PSLmodels / taxdata

The TaxData project prepares microdata for use with the Tax-Calculator microsimulation project.
http://pslmodels.github.io/taxdata/
Other
20 stars 30 forks source link

Separate CPS tax unit assignment from other calculations #357

Open MaxGhenis opened 4 years ago

MaxGhenis commented 4 years ago

Scripts like pycps.py and taxunit.py have functions that mix the grouping of individuals into tax units with other operations like income aggregation and C-TAM imputations. I think separating these operations would be cleaner and make it easier to improve each.

In this script (used for covid.ubicenter.org/fpuc and adapted from Ernie Tedeschi's script), I defined a tax_unit_id(ipum) function that produces a vector of tax unit IDs associated with each record in a person-level DataFrame from an IPUMS ASEC file. It's not as comprehensive as taxdata's, but the code is only about 15 lines and since it's vectorized, it runs essentially instantly, vs. several minutes in taxdata. I don't think there's anything in taxdata's tax unit creation process that precludes vectorization.

Once the tax unit ID is assigned, summing things to the tax unit level is a simple groupby.

More broadly, something like this would be ideal IMO:

  1. C-TAM imputes each benefit at whatever level it's provided in the ASEC (person/family/household), then be allocated to each person (it still references the O'Hare file, and seems to circularly require taxdata's CPS tax unit file?). This happens in C-TAM itself.
☆ ☆ ☆ ☆ ☆
[Exercises to complete]:
1. Answer these questions about the taxdata issue on CPS tax unit assignment.
(a) Which two scripts are said to mix the grouping of individuals into tax units with other operations?
(b) About how many lines long is the code for the tax_unit_id function?
(c) Once the tax unit ID is assigned, how are things summed to the tax unit level?
2. Write what comes next in the taxdata issue on separating CPS tax unit assignment, starting right after its last sentence.

[Given information]:
☆ ☆ ☆ ☆ ☆
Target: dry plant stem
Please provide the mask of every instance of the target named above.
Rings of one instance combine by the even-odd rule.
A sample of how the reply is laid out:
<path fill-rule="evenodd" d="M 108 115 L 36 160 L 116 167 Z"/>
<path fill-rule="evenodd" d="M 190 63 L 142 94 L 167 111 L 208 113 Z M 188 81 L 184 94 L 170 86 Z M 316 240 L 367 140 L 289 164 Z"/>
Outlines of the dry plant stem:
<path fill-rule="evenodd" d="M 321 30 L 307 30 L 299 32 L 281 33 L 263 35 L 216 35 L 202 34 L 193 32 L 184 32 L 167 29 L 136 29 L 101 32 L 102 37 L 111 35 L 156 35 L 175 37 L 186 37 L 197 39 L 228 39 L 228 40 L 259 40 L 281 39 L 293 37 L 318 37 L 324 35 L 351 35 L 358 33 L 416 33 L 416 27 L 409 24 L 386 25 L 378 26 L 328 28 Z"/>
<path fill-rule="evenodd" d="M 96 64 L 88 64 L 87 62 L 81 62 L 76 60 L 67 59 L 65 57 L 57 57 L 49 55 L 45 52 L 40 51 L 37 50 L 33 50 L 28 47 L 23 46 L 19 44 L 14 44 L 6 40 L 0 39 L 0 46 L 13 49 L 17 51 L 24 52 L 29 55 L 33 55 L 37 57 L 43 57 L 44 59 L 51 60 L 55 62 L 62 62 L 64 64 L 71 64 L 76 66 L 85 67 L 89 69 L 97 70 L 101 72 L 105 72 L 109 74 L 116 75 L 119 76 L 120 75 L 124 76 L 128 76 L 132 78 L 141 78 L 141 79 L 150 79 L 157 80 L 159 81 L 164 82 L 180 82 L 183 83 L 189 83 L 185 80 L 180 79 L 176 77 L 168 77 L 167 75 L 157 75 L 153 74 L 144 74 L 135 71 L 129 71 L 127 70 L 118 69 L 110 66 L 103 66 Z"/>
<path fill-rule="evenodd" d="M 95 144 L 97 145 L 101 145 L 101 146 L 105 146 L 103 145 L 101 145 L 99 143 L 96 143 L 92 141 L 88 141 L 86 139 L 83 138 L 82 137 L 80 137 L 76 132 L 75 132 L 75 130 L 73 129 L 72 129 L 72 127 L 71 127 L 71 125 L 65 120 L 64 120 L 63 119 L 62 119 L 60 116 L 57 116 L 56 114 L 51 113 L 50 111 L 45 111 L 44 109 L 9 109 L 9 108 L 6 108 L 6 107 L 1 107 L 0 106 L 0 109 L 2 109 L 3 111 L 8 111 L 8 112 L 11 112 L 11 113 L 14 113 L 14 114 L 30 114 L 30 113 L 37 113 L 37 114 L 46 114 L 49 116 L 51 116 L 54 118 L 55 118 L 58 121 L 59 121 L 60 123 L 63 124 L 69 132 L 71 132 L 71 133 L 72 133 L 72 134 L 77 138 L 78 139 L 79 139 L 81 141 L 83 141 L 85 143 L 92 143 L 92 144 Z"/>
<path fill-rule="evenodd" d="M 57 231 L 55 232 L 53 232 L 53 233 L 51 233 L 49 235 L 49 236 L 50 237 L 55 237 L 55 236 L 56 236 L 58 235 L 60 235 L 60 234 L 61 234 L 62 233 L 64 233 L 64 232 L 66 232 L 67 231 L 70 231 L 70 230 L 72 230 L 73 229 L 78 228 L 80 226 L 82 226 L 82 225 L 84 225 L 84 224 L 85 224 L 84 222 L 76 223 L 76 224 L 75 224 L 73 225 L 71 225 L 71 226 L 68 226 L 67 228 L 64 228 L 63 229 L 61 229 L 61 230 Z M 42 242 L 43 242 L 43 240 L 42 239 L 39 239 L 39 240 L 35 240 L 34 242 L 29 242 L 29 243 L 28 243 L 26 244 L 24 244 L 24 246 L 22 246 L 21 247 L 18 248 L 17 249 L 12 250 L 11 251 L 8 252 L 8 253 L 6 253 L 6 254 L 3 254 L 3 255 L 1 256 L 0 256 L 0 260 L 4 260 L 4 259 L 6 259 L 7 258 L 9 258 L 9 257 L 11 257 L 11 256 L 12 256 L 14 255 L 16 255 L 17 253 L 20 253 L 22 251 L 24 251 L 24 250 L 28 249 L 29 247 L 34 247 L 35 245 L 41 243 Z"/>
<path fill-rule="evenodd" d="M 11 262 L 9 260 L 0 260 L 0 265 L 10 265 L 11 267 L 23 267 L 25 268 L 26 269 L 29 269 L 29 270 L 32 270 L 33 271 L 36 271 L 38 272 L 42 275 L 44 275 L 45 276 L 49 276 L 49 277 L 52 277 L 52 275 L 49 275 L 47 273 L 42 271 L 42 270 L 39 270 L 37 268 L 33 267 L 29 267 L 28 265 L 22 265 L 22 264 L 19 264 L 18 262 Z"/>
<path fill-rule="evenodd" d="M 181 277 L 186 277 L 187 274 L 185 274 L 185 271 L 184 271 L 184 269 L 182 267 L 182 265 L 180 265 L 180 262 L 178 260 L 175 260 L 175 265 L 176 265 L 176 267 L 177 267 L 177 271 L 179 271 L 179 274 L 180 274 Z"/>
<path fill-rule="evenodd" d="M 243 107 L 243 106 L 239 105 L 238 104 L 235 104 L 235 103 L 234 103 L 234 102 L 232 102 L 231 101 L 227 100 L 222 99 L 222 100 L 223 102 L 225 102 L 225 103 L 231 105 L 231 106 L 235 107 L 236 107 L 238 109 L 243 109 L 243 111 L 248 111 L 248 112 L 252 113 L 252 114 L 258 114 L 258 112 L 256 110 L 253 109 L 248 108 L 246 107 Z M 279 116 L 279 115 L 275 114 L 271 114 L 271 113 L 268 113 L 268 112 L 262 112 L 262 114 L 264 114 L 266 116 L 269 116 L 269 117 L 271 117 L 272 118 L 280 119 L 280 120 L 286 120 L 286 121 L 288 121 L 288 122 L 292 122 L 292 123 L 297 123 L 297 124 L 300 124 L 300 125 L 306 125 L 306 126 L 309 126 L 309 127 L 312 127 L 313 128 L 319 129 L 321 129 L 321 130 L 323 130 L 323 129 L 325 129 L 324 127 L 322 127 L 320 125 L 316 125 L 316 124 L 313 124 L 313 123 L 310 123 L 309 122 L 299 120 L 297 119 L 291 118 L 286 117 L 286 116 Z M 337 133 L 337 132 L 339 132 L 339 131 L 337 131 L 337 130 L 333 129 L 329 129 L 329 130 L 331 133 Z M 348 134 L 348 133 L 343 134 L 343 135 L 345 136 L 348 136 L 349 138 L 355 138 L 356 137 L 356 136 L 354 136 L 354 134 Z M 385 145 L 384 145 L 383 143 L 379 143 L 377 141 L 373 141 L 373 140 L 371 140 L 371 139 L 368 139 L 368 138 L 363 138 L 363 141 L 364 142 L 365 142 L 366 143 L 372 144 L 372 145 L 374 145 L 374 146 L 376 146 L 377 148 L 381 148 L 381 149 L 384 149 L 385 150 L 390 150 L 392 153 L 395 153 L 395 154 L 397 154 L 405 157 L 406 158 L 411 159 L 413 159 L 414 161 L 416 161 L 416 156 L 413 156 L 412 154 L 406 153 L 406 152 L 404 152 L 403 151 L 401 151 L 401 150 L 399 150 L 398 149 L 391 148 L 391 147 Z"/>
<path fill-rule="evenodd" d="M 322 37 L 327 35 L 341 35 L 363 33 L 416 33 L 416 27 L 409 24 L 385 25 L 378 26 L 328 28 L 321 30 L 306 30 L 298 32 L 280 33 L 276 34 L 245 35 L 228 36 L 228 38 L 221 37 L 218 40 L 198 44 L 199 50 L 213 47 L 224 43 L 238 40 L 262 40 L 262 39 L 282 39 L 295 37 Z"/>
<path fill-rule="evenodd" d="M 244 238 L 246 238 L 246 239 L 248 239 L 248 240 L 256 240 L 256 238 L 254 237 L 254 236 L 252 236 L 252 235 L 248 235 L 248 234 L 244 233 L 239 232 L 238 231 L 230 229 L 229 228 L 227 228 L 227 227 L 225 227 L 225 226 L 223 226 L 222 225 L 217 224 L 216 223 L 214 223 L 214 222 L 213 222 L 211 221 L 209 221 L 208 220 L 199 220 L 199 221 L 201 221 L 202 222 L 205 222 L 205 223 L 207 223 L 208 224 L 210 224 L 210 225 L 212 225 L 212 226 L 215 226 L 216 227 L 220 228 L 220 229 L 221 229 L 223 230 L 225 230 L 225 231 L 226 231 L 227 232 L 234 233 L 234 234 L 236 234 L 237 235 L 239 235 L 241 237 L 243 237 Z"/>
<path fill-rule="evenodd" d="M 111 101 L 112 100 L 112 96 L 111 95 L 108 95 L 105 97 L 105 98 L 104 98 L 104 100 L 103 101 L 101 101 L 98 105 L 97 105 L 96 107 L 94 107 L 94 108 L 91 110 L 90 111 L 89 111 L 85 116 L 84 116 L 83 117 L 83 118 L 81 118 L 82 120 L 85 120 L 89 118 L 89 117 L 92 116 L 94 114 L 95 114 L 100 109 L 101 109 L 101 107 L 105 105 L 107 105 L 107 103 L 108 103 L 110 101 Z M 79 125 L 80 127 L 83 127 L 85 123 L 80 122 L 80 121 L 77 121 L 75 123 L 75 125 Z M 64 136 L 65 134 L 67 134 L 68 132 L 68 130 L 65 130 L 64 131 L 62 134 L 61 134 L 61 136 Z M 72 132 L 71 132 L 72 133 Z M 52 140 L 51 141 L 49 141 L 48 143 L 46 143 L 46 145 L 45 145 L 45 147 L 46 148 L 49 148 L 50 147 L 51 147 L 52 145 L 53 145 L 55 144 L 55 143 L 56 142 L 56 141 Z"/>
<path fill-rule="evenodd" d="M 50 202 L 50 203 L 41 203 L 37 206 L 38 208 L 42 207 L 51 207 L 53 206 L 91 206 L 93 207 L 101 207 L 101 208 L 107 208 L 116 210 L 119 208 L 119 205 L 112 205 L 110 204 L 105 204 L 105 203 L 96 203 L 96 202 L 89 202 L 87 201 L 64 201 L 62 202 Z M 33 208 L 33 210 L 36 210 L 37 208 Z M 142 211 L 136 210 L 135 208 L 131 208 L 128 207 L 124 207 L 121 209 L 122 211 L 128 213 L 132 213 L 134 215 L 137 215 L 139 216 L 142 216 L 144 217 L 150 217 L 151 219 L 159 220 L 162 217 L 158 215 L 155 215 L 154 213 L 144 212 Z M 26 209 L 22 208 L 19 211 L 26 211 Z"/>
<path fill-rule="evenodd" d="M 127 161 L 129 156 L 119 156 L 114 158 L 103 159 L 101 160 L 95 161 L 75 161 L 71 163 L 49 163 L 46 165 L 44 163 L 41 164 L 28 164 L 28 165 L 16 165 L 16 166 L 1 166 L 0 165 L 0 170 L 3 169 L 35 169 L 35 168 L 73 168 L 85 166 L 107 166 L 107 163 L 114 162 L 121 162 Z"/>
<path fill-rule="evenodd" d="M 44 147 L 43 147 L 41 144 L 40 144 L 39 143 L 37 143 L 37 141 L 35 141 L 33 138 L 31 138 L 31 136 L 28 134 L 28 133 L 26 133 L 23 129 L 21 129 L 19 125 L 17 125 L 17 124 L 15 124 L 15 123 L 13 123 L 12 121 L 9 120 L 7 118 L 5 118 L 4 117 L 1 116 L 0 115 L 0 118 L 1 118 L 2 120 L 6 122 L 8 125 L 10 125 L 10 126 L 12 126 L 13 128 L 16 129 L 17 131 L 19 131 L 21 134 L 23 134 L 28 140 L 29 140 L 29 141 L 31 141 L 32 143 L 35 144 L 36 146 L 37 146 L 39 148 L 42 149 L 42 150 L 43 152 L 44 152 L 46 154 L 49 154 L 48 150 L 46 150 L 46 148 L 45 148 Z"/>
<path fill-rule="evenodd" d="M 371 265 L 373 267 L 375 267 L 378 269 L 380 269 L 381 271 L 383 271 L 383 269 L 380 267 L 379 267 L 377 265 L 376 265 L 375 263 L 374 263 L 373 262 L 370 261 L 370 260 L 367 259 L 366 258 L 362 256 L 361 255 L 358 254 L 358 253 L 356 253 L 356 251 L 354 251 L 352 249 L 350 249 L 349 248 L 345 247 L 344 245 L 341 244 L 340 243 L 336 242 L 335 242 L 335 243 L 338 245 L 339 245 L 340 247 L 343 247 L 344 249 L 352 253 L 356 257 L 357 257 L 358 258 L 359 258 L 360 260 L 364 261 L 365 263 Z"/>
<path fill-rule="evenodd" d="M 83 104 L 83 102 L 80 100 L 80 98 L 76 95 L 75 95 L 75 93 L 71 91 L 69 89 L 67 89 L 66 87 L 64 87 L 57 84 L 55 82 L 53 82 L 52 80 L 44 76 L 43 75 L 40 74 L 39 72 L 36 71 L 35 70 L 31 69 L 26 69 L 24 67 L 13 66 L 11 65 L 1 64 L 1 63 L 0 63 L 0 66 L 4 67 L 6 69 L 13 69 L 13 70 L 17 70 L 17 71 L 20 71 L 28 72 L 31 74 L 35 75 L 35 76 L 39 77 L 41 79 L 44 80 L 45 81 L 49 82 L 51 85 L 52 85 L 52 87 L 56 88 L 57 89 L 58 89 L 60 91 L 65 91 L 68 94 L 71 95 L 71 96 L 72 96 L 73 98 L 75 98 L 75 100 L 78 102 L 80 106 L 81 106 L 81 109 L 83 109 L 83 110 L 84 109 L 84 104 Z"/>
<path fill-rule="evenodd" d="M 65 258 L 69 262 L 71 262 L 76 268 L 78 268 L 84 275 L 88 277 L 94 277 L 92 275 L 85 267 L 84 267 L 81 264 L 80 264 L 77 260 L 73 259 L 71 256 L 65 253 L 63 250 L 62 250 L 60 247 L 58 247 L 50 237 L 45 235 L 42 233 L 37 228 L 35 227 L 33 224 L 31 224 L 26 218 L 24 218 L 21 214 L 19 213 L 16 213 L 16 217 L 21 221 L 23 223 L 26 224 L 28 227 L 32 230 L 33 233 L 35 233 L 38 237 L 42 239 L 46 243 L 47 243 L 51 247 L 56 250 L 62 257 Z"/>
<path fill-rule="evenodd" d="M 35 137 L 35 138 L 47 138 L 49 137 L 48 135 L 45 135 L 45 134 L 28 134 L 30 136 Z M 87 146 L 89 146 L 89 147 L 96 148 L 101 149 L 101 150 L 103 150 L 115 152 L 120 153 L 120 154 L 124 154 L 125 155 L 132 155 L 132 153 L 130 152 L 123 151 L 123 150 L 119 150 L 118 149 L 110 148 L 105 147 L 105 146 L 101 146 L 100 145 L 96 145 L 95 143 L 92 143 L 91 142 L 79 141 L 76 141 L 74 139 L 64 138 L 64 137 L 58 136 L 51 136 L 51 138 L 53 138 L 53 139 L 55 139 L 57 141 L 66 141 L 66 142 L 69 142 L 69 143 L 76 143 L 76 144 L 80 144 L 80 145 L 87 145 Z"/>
☆ ☆ ☆ ☆ ☆
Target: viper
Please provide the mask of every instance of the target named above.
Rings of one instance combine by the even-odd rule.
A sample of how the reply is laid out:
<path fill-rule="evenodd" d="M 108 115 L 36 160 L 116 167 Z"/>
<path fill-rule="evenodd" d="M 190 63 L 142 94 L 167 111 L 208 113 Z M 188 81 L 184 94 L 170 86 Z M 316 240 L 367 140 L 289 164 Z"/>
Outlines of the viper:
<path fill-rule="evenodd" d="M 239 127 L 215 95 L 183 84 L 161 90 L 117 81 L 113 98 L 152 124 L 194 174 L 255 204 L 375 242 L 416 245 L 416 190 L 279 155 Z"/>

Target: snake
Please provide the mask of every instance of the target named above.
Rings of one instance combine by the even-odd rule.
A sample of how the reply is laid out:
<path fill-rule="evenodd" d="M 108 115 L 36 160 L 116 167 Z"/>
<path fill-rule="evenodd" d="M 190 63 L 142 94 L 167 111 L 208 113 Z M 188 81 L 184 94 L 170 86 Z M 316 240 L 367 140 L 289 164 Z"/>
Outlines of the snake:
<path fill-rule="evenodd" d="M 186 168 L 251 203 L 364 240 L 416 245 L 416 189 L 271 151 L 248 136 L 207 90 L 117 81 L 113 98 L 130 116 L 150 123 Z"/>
☆ ☆ ☆ ☆ ☆
[Results of the exercise]:
1.
(a) pycps.py and taxunit.py
(b) About 15 lines
(c) With a simple groupby

2.
  2. Some not-yet-created package creates a master CPS person file, which includes C-TAM imputations and any other potential enhancement, potentially including earnings adjustments (#356), unemployment benefit adjustments from ui_calculator, imputations from other datasets like the SCF or CEX (but not PUF), etc. It would also have the capabilities to produce this from either an IPUMS extract, CPS .dat file, or CPS .csv file (as is required for the 2019 and likely 2020 ASECs).
  3. taxdata assigns tax unit IDs and filing statuses, aggregates into tax units, and imputes tax-unit-level fields from the PUF. The result is compatible with taxcalc.

If folks agree I can start a PR to move some of my code in here--it'd be a major change so might make sense to make a new feature branch if so. It'd be great to have some of this worked out by the 2020 ASEC release, which I believe is next month.

cc @ngpsu22 (UBI Center wants to start doing more poverty estimates with taxcalc, which hinges on a more flexible taxdata process)

andersonfrailey commented 4 years ago

I like these high level ideas, @MaxGhenis. Lemme know if I can help flesh them out more in any way.